Certain factors may make some people more susceptible to PHN:
- older age
- higher severity of rash
- severe pain
- being female
The research found that a single application of an 8% topical capsaicin patch for 60 minutes resulted in significant pain reduction for months.
How to use cayenne
There are various topical products available that contain capsaicin. People may be able to purchase these as over-the-counter (OTC) products, such as:
People will need to follow the product’s instructions but can usually apply these 3–4 times a day for several days or weeks to provide pain relief.
People can also speak with a doctor about prescription products, such as an 8% capsaicin patch they apply to the skin.
To help reduce the burning sensation of topical capsaicin products, it may help to apply a thin layer of a topical anesthetic to the skin beforehand, such as lidocaine.
There is insufficient evidence that nonprescription products sold online are effective in helping to manage or treat shingles.
If people are looking for products containing cayenne or capsaicin, it is best to speak with a pharmacist or doctor for OTC or prescription products.
There is no evidence to suggest that cayenne from food sources may have a beneficial effect on shingles.
A 2019 review suggests that allergy or sensitization to cayenne pepper is rare. If people have unusual symptoms after using cayenne or signs of an allergic reaction, they will need to stop using it.
If an individual has existing health conditions or takes medications or supplements, they will need to check with a healthcare professional before using cayenne products for shingles.
Research suggests that people with asthma may have increased sensitivity to capsaicin.
A 2019 review suggests that 8% topical capsaicin medications were safe and effective for older adults, and the risk of interactions with other drugs was minimal.
Side effects from using topical medicines containing capsaicin may vary between products.

Entries drawn from a collection

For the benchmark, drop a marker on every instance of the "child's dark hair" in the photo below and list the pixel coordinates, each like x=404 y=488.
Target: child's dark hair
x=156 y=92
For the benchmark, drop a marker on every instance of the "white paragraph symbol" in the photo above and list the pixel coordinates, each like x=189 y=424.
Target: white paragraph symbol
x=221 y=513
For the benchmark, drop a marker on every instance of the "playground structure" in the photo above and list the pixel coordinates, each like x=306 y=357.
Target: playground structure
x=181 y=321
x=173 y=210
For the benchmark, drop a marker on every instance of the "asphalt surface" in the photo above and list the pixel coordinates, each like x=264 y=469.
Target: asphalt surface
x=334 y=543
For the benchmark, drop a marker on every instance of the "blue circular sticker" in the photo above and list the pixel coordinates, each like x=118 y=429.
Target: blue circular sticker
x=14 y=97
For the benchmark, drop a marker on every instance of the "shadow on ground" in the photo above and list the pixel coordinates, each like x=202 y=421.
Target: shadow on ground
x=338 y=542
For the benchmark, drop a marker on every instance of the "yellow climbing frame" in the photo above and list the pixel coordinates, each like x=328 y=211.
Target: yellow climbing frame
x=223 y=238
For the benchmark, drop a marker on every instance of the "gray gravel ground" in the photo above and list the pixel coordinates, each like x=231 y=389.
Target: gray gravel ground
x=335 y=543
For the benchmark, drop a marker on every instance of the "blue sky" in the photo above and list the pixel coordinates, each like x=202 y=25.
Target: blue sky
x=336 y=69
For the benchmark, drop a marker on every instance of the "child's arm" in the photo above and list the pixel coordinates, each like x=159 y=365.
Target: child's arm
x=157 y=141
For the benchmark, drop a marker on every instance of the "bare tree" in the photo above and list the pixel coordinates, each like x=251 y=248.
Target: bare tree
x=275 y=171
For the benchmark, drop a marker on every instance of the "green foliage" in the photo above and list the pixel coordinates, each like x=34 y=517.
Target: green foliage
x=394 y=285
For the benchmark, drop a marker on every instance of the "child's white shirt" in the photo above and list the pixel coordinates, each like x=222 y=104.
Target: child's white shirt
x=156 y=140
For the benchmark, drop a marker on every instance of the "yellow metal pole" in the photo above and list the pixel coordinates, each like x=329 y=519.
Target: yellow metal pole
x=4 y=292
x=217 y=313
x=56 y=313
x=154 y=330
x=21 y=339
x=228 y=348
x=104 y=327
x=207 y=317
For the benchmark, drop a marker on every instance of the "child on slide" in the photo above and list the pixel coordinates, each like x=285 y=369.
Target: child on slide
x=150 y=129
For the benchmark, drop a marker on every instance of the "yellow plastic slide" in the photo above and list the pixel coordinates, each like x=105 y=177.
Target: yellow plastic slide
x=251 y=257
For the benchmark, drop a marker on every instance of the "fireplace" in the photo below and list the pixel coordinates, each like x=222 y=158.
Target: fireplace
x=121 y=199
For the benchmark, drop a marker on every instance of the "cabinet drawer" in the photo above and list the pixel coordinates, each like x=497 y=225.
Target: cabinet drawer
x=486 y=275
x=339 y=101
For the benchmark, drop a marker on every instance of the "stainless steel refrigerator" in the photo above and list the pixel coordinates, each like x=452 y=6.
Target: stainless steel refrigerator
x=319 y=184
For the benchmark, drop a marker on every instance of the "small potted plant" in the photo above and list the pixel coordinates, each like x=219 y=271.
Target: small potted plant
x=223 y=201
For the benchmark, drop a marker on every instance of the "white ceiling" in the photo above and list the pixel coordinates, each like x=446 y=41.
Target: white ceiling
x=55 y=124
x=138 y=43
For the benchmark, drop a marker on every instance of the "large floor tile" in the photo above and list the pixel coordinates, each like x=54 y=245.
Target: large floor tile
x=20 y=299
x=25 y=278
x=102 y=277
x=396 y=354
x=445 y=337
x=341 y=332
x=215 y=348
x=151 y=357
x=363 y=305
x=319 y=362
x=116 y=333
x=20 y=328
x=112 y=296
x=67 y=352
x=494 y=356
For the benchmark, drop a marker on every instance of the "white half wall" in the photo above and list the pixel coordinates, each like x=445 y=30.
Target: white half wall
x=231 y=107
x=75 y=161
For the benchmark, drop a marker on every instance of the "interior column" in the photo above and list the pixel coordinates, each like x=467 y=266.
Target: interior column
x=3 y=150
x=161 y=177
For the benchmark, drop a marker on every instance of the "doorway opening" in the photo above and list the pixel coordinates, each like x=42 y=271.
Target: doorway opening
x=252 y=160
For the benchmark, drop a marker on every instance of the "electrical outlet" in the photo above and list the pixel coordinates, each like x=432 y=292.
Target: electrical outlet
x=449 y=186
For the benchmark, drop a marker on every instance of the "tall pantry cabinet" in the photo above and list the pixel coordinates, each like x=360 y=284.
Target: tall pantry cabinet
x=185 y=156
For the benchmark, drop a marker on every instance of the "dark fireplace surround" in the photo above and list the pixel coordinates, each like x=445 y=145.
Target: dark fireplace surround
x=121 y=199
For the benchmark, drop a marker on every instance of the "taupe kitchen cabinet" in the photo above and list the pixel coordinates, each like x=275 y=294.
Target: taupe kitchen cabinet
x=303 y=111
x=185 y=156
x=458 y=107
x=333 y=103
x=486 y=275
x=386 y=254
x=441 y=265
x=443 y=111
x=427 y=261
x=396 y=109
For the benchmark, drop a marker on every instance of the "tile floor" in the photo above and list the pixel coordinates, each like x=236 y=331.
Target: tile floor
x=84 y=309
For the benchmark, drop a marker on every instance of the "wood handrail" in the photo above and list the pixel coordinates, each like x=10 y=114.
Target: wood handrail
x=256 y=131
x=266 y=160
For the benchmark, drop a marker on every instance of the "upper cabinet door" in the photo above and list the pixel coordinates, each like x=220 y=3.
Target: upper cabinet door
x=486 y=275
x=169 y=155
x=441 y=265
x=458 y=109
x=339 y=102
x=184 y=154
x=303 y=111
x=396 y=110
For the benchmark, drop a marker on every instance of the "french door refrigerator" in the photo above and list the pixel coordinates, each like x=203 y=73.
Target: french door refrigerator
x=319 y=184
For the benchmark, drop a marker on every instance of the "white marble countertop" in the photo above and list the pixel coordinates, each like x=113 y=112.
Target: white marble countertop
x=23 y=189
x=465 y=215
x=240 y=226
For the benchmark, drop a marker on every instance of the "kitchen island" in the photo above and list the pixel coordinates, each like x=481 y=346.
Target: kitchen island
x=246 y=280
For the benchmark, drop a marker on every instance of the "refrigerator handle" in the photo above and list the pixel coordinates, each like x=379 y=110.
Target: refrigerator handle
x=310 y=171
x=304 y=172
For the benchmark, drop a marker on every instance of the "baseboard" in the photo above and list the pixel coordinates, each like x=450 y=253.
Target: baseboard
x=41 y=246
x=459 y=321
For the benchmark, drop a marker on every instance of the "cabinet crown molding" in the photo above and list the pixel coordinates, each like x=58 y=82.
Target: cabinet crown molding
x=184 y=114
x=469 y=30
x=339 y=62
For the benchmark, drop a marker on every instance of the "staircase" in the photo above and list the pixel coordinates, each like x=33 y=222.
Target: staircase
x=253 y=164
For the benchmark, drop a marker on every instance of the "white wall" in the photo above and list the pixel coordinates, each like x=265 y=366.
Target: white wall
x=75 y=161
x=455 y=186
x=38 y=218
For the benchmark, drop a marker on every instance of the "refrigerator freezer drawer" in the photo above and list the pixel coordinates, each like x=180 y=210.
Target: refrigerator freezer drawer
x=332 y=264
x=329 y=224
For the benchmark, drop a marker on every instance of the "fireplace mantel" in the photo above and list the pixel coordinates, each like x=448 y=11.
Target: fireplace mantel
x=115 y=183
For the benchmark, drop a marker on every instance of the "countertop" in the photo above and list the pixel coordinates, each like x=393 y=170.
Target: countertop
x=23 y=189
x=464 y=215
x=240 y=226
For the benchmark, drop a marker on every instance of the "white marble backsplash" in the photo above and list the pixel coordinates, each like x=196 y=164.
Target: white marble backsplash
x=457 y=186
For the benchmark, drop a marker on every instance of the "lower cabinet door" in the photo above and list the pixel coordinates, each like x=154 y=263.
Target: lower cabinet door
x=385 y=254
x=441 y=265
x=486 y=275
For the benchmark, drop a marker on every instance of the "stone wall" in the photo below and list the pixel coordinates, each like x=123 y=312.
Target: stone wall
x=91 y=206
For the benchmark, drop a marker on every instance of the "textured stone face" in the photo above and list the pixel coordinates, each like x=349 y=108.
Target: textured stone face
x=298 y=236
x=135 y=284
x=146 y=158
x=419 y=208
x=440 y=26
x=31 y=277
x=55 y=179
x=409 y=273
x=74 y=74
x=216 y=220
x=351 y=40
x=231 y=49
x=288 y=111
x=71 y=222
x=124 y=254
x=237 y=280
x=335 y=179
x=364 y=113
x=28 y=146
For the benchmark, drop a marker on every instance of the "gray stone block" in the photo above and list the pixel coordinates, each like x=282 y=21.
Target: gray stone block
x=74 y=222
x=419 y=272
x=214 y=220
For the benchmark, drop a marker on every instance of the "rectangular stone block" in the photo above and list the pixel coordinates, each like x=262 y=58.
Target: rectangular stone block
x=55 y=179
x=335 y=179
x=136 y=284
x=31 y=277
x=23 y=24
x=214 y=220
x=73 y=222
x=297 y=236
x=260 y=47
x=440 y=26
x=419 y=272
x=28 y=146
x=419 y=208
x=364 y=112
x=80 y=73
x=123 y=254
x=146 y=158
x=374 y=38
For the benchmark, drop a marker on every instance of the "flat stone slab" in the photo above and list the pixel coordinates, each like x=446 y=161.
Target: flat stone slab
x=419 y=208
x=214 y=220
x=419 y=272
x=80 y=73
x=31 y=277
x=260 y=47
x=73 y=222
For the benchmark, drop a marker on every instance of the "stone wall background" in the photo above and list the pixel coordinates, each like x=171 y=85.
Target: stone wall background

» TO DO
A – According to the passage on cayenne and shingles, which factors may make some people more susceptible to PHN? List them all.
B – Continue the passage on cayenne and shingles from where it stops.
Nothing in the records is needed here.

» RESULTS FOR EACH TASK
A –
- older age
- higher severity of rash
- severe pain
- being female

B –
A 2021 research article suggests that potential side effects of medications containing capsaicin may include:
- redness of the skin
- localized pain, itching, or swelling
- skin dryness
- high blood pressure
- papules, which are small, raised lesions that include pimples
- common cold
Rare complications may include:
- abnormal skin odor
- altered taste
- irritation of the throat
- swelling in the legs, feet, or hands
- nerve damage, causing numbness in the hands or feet
High doses of capsaicin may not be safe. Prolonged doses above 100 milligrams per kilogram of body weight may:
- cause peptic ulcers
- enhance breast cancer metastasis
- speed up the development of stomach, duodenal, liver, and prostate cancer
People will also need to avoid getting topical capsaicin near any mucus membranes or the eyes. It is also best to avoid applying it straight after the following activities:
- strenuous exercise
If people think they have shingles, they should contact a healthcare professional as soon as possible.
Medications for shingles are most effective if people begin treatment promptly after the rash first appears.
Medications such as acyclovir, valacyclovir, and famciclovir are antiviral drugs that can help to reduce the duration and severity of shingles.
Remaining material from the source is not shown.